## Exercise material
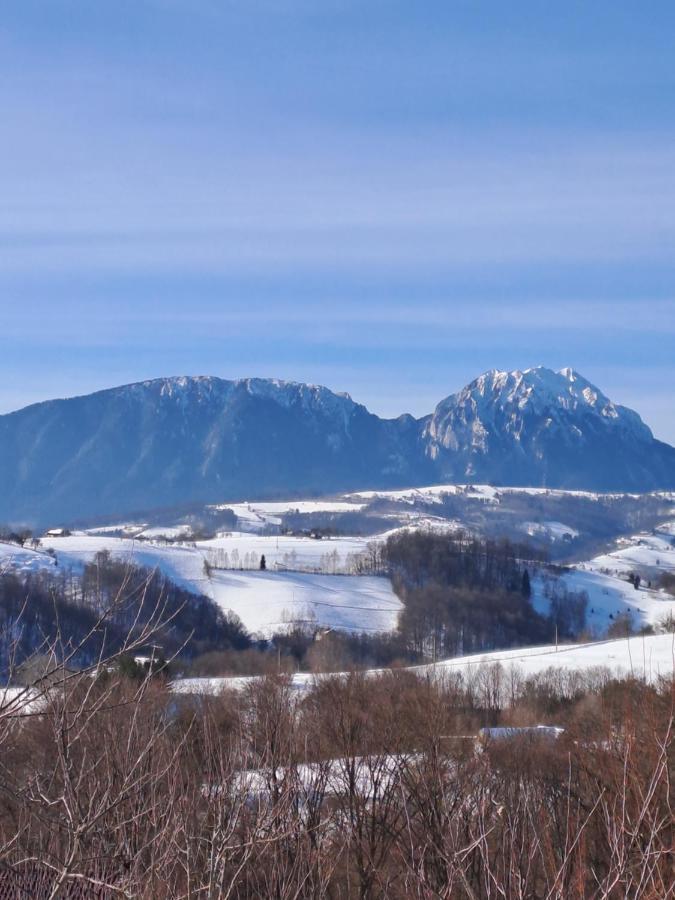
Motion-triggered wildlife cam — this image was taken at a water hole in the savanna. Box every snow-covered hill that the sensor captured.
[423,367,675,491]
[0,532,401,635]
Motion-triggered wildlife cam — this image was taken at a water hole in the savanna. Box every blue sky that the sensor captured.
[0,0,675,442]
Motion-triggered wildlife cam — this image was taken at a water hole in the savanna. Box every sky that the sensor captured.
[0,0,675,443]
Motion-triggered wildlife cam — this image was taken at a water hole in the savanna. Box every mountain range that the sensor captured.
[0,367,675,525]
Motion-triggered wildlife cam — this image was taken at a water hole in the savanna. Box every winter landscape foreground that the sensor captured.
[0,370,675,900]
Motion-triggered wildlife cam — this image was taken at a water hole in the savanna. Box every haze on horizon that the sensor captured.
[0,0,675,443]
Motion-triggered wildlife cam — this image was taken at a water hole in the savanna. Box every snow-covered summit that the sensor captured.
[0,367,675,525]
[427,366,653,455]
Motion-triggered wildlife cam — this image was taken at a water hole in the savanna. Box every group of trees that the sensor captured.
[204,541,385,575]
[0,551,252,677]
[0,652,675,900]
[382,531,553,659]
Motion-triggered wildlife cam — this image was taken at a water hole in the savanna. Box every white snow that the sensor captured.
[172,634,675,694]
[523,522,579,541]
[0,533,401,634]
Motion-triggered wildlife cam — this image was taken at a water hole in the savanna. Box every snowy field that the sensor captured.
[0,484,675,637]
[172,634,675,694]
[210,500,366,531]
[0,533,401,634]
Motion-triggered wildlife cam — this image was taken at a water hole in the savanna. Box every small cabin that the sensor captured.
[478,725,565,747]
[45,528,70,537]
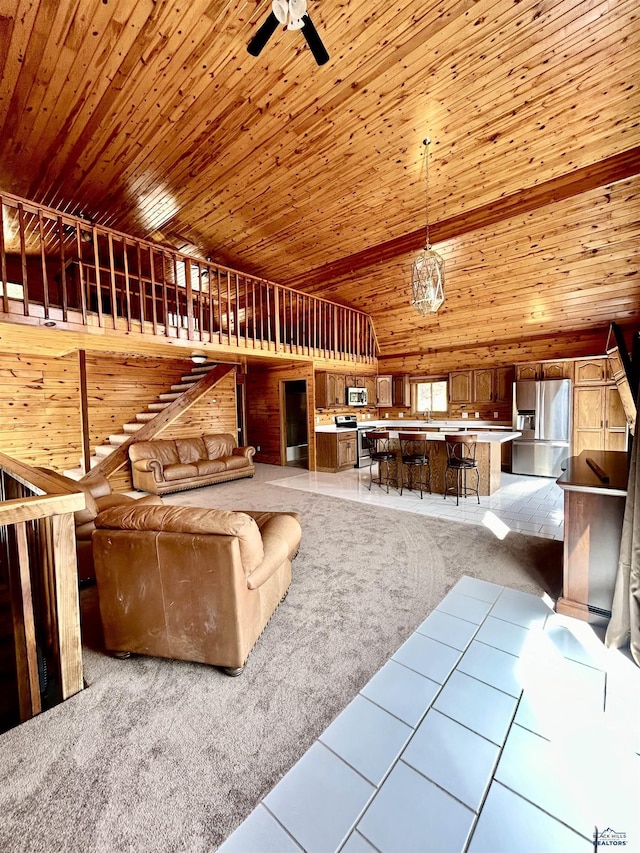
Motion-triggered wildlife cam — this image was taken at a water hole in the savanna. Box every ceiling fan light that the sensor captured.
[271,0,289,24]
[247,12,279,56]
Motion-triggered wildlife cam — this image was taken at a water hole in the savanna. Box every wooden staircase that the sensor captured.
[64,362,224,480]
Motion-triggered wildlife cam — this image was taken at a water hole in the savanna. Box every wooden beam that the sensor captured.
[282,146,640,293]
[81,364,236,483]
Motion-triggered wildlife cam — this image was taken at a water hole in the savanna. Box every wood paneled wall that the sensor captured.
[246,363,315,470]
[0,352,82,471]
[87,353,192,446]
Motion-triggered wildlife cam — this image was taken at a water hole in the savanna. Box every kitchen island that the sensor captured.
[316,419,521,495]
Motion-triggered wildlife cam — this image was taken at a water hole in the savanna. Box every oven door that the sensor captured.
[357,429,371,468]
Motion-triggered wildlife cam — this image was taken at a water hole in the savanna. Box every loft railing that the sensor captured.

## Short task
Rewrite all of the material above with "water hole" swapped for "salt lick" and nothing else changed, leaving the pictures out.

## Answer to the task
Motion-triggered wildlife cam — this image was taken at a salt lick in the savanna. Box every snow-covered hill that the sensor captured.
[423,367,675,491]
[0,532,401,635]
Motion-triggered wildlife cam — this image was taken at a salt lick in the savanna. Box every blue sky that the sensor captured.
[0,0,675,442]
Motion-triggered wildlife cam — this image was taken at a salt lick in the savanna. Box every sky that the sensor captured.
[0,0,675,443]
Motion-triggered wildlife cam — this image was taken at a salt lick in the savanna. Box every mountain range that the sensor captured.
[0,367,675,525]
Motion-triggered wildlife cam — this image was taken at a salt lick in the savanna. Box every winter landscape foreground that the sensor captured.
[0,370,675,900]
Motion-triggered wildlife cam — this image was taken at a salt lick in the savanna. Box every haze on horizon that the sensor captured.
[0,0,675,443]
Motion-triggered wildlife cam — this image was taken at a salt lick in the savanna. Box every snow-covered summit that the sensor captured.
[0,367,675,525]
[427,366,653,455]
Motion-triggered wildlife cam — this image was taken at a salt lick in the savanna. Box every group of trees that the sensor captured.
[204,541,385,575]
[0,551,252,677]
[0,652,675,900]
[382,531,553,659]
Motion-triggered wildlife cam — this image was taken at a salt lick in the savanna. Box every white snow that the sensor captured.
[172,634,675,694]
[523,522,579,541]
[0,533,401,634]
Motion-triggered wildlife cam — this image was taken at a salt lick in the savanna. Box every snowy field that the sensor captured.
[0,484,675,637]
[172,634,675,694]
[210,500,366,531]
[0,533,401,634]
Motion-triggered wildlife cam — this image was taken at a salt lick in the savanna. Box every small cabin that the sensor captured.
[478,725,565,747]
[45,528,70,537]
Motion-triggered wildlife cam — this image was taken at a salt lick in the savanna. Box every ceiling fan light that the sensor captured.
[271,0,289,24]
[247,12,279,56]
Motion-triggered wildlife cam — this image was taken at a salt lick in the savanna. Box every wooden staircase that the sensor captured.
[64,362,224,480]
Motion-triggered wildlife cam — this image was taken at a salt lick in the savanna. Box every wooden beam that the sensor captured.
[282,146,640,293]
[81,364,236,483]
Motion-triggered wildlife cam — this image was taken at a salt lick in the savanna. Box every wood paneled wall that the sensor captured.
[246,363,315,470]
[0,352,82,471]
[87,353,192,446]
Motion-triggered wildlife cam — this image was taken at a salt lick in the savanna. Box every kitchen island that the sensor captured.
[316,419,521,495]
Motion-triggered wildlife cam — this image was taken at a salt lick in the savanna. Box every oven door that the sensor captured.
[357,429,371,468]
Motion-triggered wildlife cam — this image was taken at a salt lick in the savanna. Box every loft railing that the sensor captured.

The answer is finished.